§ Required work
Which lines of the listing below contain the word "above"? Copy each of them.

━━ Provided information ━━

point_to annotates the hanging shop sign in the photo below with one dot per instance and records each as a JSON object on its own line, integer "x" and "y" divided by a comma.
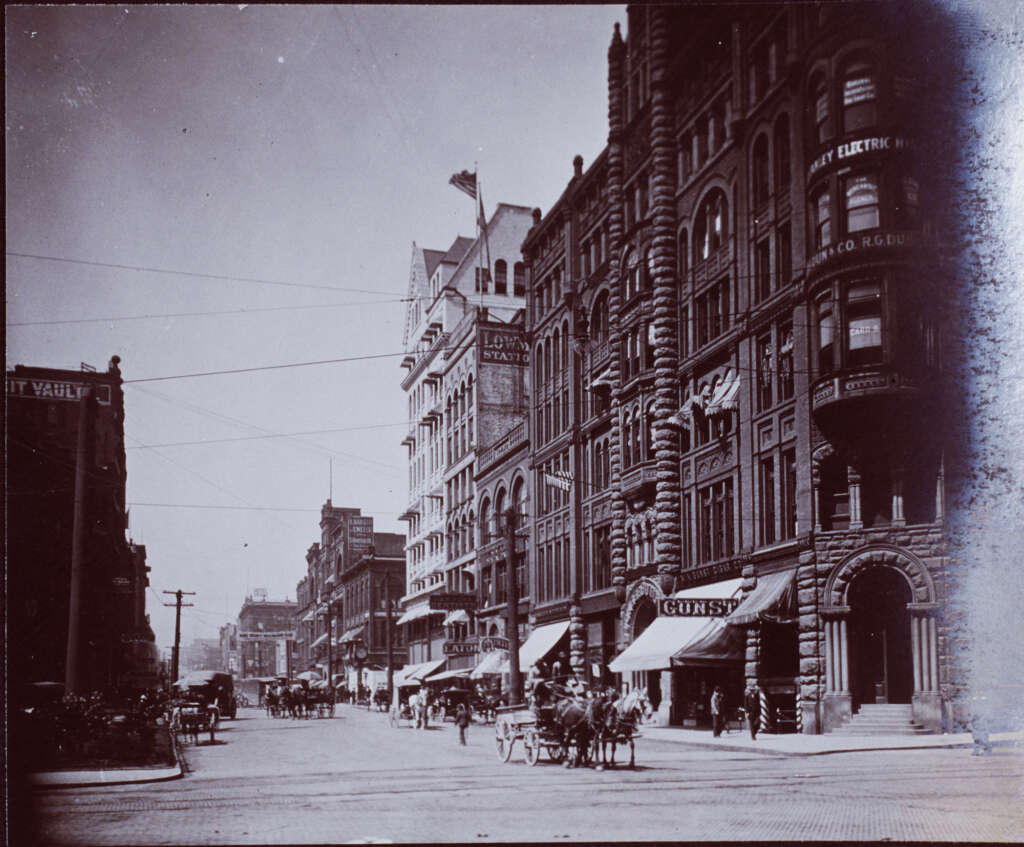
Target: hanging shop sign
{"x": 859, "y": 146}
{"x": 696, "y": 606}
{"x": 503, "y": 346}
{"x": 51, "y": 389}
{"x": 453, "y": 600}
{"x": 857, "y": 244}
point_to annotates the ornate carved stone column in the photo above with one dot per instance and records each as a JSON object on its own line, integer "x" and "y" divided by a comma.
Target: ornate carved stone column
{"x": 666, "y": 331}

━━━
━━ Provided information ━━

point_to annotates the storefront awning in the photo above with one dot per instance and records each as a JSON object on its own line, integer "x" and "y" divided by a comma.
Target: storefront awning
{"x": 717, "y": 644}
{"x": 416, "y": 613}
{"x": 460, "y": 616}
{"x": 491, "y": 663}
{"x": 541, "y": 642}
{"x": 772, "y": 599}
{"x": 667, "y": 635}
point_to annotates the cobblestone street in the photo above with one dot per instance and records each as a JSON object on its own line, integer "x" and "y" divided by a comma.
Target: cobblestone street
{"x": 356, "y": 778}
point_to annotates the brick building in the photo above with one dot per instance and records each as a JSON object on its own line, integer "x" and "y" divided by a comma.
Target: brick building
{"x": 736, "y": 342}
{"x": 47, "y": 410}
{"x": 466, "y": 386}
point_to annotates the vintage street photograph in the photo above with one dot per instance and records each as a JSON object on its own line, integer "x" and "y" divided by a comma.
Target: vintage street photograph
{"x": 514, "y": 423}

━━━

§ Written response
point_to annotates the ornate carved stone column in the photo above with one dot per instance and records each as a JSON object on its own line, integer "x" and "y" divided by a comma.
point_to annotates the storefront awning in the photo above with one dot per instance and records each as a JSON object on its own line, integer "x" and "y" divided by a comma.
point_to annotates the cobblestone street in the photo above with one dot per instance and records each as a JSON object on its own line, integer "x" and "y" divided by a comma.
point_to annotates the brick building in the photo above with one dot per instance and records each as a JSON object on its own line, integer "x" and "y" divided by a comma.
point_to annotates the vintage street photograph in the photo above with one dot per instance and records each as a JSON object on its own line, integer "x" and "y" divided by a comma.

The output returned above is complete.